▶ [Texto fornecido]
>>>
É com os estudos humanísticos, já nos séculos XV e XVI que a filologia é retomada como pesquisa real dos textos antigos, buscando uma explicação compreensível desses textos. É também nesse período que passa-se a buscar a origens de todas as línguas, e sob influência bíblica considerarão o hebraico como essa origens. Porém, esses estudos nem sempre são lógicos e com base científicas. Como não havia, ainda, o conhecimento das famílias das línguas indo-européias, nem mesmo o indo-europeu, são formulados inúmeros dicionários multilíngues, em que são colocados lado a lado dezenas de línguas. Também neste contexto é que as línguas modernas se consolidam, sendo compostas gramáticas e dicionários.
O que nos interessará deste período é descoberta do sânscrito e suas semelhanças com as línguas clássicas (principalmente o grego e latim), porém, deixaremos esse tópico para ser visto nos métodos dos estudos filológicos.
Vale aqui também ressaltarmos que na modernidade filologia foi muito por estudiosos desorientados, confundido por uma nova ciência designada glotologia ou lingüistica, mas para desfazer essa confusão basta definirmos corretamente a finalidade do estudo de ambas. Tomaremos a distinção que Gladstone Chaves de Mello nos dará dessas duas ciências:
“A filologia é uma ciência aplicada, dado que o seu escopo, a sua finalidade específica é fixar, interpretar e comentar os textos. De modo que o conhecimento específico da língua funciona como meio, como instrumento para que a ciência atinja seu fim próprio.(...) de posse de um manuscrito, o filólogo tem de saber de que época é a letra, deve interpretar e desfazer as abreviaturas, deve conhecer o estado da língua nos primeiros séculos, para, lendo o manuscrito, saber se se trata de um original, de uma cópia contemporânea ou de uma cópia posterior, se o copista foi fiel ou se inseriu modernismo no texto, para interpretar o texto, entender as alusões, as imagens etc.,etc.(...) A lingüística, porém, ou a glotologia é uma ciência especulativa. O seu objetivo formal é a língua em si mesma, a língua como fato social da linguagem. Não a língua A ou B, mas o fenômeno-língua, sua estrutura, seu conteúdo, sua essência, seus processos, suas relações com o pensamento, com o sentimento, com a vontade, com a sociedade, com a cultura, sua evolução, sua estabilidade e desagregação, causas da estabilidade e fatores de diferenciação, interação lingüística, etc,. etc”.(Chaves de Melo, 1981, ps.7-8).
Segundo Silveira Bueno, a filologia deve-se valer de um largo e vasto campo de disciplinas auxiliares, todas necessárias e úteis, denominadas enciclopédia filológica. Para a filologia portuguesa, por exemplo, segue-se a seguinte disposição de conhecimento.
<<<
▶ [Listagem]
>>>
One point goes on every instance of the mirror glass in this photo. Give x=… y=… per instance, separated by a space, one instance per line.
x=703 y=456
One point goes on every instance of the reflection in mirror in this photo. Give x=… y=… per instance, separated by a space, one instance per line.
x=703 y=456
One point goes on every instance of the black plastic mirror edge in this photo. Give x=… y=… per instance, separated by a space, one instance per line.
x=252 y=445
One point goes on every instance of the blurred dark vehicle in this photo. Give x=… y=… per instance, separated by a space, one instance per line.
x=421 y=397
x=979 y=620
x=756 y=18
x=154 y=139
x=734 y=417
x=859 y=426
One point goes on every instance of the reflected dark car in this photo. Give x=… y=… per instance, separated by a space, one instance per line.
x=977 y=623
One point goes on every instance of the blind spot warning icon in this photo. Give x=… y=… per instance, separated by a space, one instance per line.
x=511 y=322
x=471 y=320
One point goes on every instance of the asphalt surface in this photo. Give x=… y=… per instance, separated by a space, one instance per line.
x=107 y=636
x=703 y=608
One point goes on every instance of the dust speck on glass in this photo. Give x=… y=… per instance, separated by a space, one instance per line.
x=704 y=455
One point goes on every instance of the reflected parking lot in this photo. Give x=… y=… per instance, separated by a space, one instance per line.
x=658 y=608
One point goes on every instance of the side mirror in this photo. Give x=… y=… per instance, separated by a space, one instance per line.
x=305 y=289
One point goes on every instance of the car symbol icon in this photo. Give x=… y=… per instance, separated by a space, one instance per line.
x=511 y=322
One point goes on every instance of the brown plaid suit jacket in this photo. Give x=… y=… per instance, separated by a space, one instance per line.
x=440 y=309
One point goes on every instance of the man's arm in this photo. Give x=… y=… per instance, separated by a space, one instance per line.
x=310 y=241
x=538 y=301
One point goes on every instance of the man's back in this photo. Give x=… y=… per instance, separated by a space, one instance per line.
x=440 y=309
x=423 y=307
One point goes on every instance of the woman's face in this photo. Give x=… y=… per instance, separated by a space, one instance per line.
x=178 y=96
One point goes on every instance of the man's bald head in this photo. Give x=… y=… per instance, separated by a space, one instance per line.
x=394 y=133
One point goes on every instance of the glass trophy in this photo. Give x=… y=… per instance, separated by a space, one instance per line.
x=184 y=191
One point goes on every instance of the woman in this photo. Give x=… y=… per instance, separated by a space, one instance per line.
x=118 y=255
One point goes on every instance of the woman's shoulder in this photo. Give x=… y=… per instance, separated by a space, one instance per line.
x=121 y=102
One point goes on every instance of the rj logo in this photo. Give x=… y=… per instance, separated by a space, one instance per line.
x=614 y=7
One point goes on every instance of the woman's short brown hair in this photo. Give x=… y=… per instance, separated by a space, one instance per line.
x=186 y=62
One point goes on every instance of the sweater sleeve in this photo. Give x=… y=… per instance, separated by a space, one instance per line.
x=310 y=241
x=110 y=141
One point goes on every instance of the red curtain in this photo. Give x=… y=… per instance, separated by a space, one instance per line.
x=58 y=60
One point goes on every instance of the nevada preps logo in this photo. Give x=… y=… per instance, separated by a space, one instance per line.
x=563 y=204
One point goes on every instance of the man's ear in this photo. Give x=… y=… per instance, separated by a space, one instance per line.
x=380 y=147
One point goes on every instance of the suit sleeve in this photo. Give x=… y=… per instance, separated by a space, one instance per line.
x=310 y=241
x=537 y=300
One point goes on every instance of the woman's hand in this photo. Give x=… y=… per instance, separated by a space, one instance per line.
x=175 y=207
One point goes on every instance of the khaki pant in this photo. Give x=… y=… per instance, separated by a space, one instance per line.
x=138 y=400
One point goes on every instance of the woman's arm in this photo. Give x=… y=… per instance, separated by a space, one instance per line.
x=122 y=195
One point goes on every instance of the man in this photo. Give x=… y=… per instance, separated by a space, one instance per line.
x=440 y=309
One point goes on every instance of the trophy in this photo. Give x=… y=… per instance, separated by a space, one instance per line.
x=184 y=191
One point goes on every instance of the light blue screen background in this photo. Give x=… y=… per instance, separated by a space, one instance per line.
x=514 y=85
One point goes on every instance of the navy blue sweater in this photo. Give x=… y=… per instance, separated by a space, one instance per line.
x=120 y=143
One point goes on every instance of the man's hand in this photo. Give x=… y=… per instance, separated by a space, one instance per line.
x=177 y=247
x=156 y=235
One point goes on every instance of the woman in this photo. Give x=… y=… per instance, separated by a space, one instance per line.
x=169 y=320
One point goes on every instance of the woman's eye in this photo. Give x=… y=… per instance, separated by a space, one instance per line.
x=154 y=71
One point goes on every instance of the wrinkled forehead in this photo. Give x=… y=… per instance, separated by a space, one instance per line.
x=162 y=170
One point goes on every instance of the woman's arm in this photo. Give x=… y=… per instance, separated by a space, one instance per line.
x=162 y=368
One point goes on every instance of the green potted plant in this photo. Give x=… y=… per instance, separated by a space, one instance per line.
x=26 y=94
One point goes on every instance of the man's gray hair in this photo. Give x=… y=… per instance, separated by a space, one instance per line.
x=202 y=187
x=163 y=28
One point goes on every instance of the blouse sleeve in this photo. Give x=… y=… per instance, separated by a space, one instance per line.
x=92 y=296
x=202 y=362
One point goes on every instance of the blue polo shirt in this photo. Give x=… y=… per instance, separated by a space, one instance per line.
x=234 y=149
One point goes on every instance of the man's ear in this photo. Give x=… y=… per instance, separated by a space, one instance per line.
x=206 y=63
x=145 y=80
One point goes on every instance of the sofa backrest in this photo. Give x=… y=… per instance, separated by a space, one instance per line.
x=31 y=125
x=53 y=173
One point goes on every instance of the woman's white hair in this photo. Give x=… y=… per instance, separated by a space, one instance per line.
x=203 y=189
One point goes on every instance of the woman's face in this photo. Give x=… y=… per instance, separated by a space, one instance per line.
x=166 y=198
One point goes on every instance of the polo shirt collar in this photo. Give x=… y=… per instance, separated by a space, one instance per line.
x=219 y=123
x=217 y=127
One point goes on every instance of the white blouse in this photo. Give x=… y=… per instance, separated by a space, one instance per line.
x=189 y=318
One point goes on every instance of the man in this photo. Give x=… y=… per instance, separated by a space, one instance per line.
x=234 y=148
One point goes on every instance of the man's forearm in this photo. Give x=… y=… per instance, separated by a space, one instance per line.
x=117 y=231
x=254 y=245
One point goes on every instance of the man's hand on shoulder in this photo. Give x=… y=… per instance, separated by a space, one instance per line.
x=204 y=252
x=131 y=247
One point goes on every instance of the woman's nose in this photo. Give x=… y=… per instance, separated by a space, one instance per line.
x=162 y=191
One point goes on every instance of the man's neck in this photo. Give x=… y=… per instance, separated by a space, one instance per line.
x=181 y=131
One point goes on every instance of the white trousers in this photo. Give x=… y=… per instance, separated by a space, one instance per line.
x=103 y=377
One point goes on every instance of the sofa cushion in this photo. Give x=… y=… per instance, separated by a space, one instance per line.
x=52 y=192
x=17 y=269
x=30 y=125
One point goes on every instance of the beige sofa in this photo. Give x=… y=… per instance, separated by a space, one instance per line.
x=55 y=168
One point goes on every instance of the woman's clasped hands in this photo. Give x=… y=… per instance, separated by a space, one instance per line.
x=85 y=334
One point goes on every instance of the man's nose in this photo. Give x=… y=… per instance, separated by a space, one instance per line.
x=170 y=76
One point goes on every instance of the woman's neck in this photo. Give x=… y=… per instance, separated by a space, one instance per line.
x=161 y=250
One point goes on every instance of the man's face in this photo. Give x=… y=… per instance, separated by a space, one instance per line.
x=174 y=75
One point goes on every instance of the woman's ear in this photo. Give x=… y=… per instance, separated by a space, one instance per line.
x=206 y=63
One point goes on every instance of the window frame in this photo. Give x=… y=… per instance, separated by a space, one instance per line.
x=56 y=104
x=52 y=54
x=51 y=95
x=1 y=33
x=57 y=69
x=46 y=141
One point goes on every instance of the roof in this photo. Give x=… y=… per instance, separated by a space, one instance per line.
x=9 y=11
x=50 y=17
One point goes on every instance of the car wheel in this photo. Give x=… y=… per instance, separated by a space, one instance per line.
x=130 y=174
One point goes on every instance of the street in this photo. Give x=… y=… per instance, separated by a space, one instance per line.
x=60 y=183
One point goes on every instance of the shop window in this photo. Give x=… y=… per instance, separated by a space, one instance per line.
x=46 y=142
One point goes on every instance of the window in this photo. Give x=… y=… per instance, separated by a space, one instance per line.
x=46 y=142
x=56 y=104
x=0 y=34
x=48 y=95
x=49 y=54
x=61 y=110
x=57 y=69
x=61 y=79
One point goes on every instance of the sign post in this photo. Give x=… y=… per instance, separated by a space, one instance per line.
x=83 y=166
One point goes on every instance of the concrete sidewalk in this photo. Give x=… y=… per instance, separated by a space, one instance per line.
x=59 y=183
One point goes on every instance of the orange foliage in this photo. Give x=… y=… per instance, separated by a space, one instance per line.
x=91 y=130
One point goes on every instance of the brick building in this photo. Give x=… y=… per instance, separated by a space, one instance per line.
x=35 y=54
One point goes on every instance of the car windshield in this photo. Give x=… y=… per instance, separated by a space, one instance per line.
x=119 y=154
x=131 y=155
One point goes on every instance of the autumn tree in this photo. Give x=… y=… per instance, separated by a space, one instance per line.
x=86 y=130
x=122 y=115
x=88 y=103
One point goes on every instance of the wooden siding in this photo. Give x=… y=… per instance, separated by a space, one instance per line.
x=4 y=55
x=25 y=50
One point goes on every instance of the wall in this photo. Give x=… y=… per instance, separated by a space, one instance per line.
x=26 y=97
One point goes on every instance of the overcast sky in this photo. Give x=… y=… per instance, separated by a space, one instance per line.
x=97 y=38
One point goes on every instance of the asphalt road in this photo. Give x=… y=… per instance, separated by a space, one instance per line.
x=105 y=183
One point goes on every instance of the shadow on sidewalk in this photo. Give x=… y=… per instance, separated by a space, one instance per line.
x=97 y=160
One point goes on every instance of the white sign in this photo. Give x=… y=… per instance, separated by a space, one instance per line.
<<<
▶ [Objetivo A] Reescreva o trecho do texto sobre filologia que vai de "É com os estudos" até "gramáticas e dicionários.", trocando "inúmeros" por "numerosos".
▶ [Objetivo B] De acordo com o texto sobre filologia, em que séculos os estudos humanísticos retomam a filologia como pesquisa real dos textos antigos?
Os itens não guardam relação com o texto.

▶ [Resposta completa A]
É com os estudos humanísticos, já nos séculos XV e XVI que a filologia é retomada como pesquisa real dos textos antigos, buscando uma explicação compreensível desses textos. É também nesse período que passa-se a buscar a origens de todas as línguas, e sob influência bíblica considerarão o hebraico como essa origens. Porém, esses estudos nem sempre são lógicos e com base científicas. Como não havia, ainda, o conhecimento das famílias das línguas indo-européias, nem mesmo o indo-europeu, são formulados numerosos dicionários multilíngues, em que são colocados lado a lado dezenas de línguas. Também neste contexto é que as línguas modernas se consolidam, sendo compostas gramáticas e dicionários.

▶ [Resposta completa B] Nos séculos XV e XVI.